= STORED DATA =
• • • • • • •

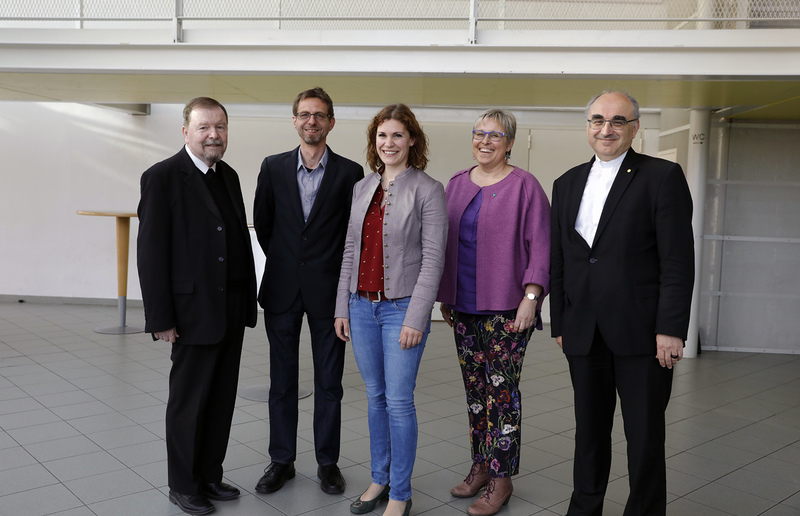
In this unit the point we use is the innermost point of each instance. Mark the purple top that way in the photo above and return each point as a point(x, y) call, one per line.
point(513, 240)
point(467, 257)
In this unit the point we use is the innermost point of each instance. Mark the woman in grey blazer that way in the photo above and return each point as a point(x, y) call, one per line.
point(393, 260)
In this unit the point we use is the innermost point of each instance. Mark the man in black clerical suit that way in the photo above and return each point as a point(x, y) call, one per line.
point(199, 288)
point(301, 211)
point(622, 270)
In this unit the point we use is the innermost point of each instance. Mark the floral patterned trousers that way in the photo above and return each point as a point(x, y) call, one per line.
point(491, 356)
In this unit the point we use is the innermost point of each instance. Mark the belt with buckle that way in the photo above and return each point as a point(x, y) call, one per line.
point(375, 297)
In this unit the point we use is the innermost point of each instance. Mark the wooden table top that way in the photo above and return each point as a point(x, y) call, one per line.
point(108, 213)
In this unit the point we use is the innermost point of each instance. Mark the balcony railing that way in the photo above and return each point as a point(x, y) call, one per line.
point(468, 15)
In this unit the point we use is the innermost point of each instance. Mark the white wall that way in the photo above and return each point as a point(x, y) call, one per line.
point(61, 158)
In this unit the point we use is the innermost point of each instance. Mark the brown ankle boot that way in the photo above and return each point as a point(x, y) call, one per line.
point(498, 492)
point(475, 480)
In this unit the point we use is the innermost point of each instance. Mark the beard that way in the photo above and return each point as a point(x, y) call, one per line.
point(213, 151)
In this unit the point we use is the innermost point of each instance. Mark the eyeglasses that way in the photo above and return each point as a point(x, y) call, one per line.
point(494, 136)
point(319, 117)
point(616, 123)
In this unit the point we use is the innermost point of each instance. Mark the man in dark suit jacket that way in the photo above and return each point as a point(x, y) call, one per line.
point(302, 207)
point(622, 270)
point(199, 288)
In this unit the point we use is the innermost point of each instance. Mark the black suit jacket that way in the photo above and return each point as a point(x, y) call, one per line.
point(302, 256)
point(636, 280)
point(182, 252)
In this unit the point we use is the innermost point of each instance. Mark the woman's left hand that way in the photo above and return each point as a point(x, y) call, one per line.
point(526, 315)
point(409, 337)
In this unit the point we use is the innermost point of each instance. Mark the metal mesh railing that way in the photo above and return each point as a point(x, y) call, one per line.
point(403, 14)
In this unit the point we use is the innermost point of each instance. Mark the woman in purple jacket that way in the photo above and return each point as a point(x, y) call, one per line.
point(393, 259)
point(496, 273)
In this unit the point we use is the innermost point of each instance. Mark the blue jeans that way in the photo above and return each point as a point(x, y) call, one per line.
point(390, 375)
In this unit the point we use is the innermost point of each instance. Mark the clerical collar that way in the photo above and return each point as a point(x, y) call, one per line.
point(613, 164)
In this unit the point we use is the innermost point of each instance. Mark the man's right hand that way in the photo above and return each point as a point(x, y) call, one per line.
point(342, 327)
point(170, 335)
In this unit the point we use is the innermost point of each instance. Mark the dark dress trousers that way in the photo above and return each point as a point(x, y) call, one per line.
point(304, 259)
point(197, 275)
point(608, 302)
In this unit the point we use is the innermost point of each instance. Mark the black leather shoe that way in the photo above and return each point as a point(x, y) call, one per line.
point(191, 504)
point(220, 491)
point(275, 475)
point(331, 479)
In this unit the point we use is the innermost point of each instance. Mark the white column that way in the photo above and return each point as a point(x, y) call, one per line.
point(697, 177)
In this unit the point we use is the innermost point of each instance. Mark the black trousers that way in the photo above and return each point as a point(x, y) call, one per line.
point(283, 332)
point(202, 394)
point(644, 388)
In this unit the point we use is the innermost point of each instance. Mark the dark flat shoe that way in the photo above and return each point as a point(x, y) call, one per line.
point(364, 506)
point(191, 504)
point(330, 479)
point(220, 491)
point(275, 475)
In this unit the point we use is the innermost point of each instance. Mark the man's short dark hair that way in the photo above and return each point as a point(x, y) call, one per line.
point(201, 103)
point(314, 93)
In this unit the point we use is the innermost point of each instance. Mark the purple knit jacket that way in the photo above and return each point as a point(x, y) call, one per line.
point(513, 239)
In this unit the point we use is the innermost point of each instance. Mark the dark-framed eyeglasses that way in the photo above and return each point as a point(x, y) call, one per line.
point(319, 117)
point(616, 122)
point(494, 136)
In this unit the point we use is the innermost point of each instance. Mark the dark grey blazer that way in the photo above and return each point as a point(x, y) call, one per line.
point(302, 256)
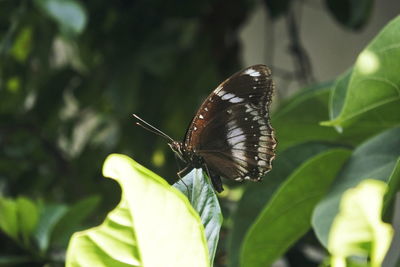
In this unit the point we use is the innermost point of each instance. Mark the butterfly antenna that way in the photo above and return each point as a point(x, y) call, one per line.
point(147, 126)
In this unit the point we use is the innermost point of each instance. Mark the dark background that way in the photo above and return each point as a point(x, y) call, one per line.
point(72, 74)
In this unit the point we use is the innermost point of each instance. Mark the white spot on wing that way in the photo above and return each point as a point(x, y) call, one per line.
point(234, 132)
point(252, 72)
point(235, 100)
point(227, 96)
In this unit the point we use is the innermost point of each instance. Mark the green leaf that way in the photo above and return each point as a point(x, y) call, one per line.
point(358, 229)
point(153, 225)
point(287, 216)
point(15, 260)
point(69, 14)
point(298, 120)
point(338, 94)
point(202, 196)
point(351, 13)
point(9, 218)
point(372, 97)
point(49, 217)
point(28, 216)
point(22, 45)
point(376, 158)
point(257, 195)
point(393, 187)
point(72, 219)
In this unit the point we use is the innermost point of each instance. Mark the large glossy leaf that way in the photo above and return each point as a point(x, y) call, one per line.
point(376, 158)
point(298, 120)
point(358, 229)
point(372, 96)
point(153, 225)
point(200, 192)
point(256, 196)
point(287, 216)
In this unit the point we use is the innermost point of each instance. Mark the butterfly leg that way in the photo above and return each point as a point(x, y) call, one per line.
point(182, 174)
point(215, 180)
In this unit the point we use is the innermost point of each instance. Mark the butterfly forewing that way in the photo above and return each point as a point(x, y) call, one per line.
point(231, 130)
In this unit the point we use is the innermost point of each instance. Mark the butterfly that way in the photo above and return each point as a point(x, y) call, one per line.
point(230, 136)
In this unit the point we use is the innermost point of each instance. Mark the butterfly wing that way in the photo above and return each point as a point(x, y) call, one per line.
point(231, 130)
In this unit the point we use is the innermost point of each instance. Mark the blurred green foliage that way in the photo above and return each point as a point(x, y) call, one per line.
point(72, 73)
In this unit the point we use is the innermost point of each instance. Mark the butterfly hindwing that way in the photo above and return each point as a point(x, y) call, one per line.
point(231, 130)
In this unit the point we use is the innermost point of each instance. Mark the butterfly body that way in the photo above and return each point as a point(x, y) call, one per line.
point(230, 135)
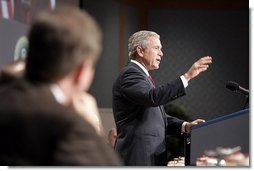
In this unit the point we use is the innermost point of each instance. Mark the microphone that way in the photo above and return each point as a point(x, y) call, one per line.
point(237, 88)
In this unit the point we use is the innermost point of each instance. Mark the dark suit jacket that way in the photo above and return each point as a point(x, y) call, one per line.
point(36, 130)
point(141, 121)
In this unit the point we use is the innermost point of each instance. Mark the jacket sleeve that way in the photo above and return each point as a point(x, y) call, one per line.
point(137, 88)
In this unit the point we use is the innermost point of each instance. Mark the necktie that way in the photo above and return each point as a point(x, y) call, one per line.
point(151, 79)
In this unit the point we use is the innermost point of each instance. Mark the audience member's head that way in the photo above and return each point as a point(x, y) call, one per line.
point(12, 70)
point(63, 43)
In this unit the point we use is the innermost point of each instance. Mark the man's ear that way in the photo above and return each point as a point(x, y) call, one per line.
point(140, 51)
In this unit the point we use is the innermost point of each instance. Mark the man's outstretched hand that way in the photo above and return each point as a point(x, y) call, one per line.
point(199, 66)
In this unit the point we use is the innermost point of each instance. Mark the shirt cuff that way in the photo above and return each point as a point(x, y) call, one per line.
point(185, 82)
point(183, 127)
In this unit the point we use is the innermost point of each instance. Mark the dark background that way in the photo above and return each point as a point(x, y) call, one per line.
point(189, 29)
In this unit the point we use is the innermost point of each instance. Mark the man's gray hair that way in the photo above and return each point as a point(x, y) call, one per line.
point(139, 38)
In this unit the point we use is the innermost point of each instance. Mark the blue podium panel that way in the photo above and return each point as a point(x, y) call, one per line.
point(227, 131)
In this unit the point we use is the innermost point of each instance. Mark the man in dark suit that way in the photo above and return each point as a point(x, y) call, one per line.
point(38, 124)
point(142, 124)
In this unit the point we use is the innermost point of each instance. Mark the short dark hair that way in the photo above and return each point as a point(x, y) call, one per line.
point(60, 41)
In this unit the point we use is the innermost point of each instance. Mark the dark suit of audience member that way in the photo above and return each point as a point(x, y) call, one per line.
point(38, 123)
point(142, 124)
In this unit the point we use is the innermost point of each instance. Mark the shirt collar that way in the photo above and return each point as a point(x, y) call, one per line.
point(58, 94)
point(141, 66)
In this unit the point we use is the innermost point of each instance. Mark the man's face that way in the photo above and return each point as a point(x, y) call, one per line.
point(151, 56)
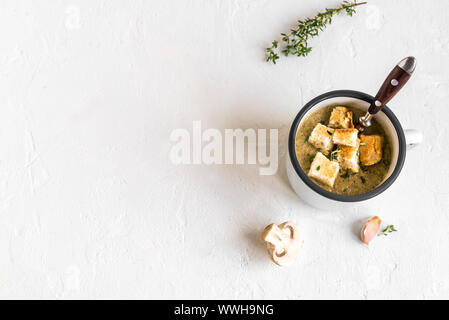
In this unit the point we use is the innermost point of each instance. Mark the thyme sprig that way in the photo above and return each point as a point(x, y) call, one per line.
point(296, 42)
point(387, 230)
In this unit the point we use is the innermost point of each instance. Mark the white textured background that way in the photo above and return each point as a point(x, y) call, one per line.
point(91, 207)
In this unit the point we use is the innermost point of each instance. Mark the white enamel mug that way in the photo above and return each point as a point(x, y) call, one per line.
point(400, 139)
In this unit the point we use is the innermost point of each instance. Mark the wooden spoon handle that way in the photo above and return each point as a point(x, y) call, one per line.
point(397, 78)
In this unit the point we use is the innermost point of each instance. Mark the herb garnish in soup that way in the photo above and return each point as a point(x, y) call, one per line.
point(330, 151)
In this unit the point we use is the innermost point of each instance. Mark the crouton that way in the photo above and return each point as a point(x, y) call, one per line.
point(345, 137)
point(321, 138)
point(348, 157)
point(341, 118)
point(324, 170)
point(370, 149)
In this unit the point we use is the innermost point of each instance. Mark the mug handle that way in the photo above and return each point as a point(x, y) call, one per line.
point(413, 137)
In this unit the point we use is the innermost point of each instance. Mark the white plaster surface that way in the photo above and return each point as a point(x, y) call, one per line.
point(91, 207)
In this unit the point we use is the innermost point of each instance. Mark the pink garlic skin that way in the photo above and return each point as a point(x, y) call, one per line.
point(369, 229)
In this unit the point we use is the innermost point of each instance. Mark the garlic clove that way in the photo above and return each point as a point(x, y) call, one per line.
point(369, 229)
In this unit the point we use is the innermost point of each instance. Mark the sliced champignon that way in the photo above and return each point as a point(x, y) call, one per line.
point(369, 229)
point(284, 242)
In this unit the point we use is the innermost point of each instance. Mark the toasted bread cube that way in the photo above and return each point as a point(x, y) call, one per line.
point(324, 170)
point(345, 137)
point(370, 149)
point(341, 118)
point(321, 138)
point(348, 157)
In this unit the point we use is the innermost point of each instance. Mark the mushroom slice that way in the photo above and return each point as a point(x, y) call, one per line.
point(284, 242)
point(369, 229)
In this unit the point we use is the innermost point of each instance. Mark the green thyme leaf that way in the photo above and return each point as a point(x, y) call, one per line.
point(387, 230)
point(345, 176)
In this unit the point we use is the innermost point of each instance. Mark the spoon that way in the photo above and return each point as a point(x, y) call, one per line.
point(397, 78)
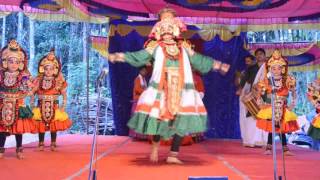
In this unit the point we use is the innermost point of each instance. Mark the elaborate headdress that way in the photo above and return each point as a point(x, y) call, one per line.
point(277, 60)
point(314, 93)
point(168, 25)
point(50, 59)
point(13, 50)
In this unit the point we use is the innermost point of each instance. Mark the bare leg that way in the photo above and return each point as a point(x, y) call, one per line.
point(155, 148)
point(173, 155)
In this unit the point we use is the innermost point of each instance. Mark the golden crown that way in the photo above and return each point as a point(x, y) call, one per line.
point(277, 59)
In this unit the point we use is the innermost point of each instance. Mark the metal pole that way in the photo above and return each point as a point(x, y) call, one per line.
point(275, 173)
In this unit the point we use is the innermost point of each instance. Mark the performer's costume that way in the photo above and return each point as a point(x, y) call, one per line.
point(15, 85)
point(285, 119)
point(170, 106)
point(140, 85)
point(47, 115)
point(251, 135)
point(196, 137)
point(314, 97)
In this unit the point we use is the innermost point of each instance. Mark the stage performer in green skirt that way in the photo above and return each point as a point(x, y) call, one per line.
point(170, 106)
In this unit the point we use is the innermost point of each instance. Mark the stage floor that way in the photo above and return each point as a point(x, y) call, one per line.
point(119, 158)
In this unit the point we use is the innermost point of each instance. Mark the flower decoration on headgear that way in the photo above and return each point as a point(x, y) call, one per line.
point(50, 60)
point(13, 50)
point(314, 93)
point(277, 60)
point(168, 25)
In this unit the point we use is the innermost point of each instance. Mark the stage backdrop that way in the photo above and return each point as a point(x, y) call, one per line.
point(220, 99)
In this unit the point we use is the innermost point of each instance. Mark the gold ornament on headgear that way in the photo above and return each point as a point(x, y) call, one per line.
point(277, 60)
point(13, 50)
point(49, 60)
point(168, 24)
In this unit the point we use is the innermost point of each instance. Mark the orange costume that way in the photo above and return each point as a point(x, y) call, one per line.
point(285, 119)
point(48, 116)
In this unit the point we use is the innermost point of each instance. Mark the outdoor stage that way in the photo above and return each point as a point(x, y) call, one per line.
point(123, 159)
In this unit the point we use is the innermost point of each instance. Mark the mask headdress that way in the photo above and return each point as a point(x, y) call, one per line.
point(13, 50)
point(50, 60)
point(168, 24)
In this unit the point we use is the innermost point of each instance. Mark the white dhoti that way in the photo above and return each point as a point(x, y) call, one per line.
point(250, 134)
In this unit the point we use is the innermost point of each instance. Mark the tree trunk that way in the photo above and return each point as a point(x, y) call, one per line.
point(3, 40)
point(32, 47)
point(85, 60)
point(20, 27)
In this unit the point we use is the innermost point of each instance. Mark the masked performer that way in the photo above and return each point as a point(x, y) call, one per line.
point(285, 119)
point(314, 97)
point(50, 84)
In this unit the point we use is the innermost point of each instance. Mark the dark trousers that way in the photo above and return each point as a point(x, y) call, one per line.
point(3, 137)
point(282, 137)
point(53, 137)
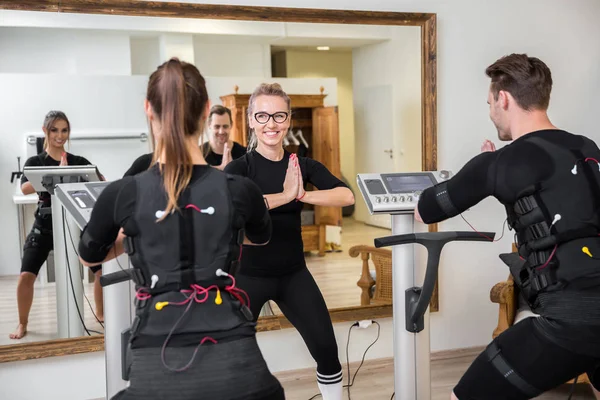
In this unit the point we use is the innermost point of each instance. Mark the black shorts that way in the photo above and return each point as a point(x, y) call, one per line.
point(538, 361)
point(231, 370)
point(38, 244)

• • • • • • •

= PROBLEM REQUIREMENTS =
Reproduce the data verbatim, beginning with the line that contains "the butterfly body" and ending after the line that contains "point(151, 79)". Omit the pictures from your answer.

= WRITTEN SOLUTION =
In this unit the point we use is the innermost point of each instance. Mark the butterfly body that way in the photo above and return each point as a point(x, y) call, one per line.
point(230, 135)
In this unit the point we use is the innermost point of each instance. Mark the microphone that way in the photo above and return each point as a point(x, y) call, one per line.
point(237, 88)
In this unit the point we use is the innermost point of each instance. Mark the dark suit jacket that way in the photo above and return each point as a point(x, y) call, one per line.
point(36, 130)
point(141, 121)
In this unit the point we use is the innermost point of each instance. Mark the jacket sleeve that way in the photo above and return each point as a point(x, y) call, one per line.
point(137, 88)
In this unit the point we use is the innermost point of each instance. Mark the necktie that way in the photo above and return each point as a point(x, y) call, one per line.
point(151, 79)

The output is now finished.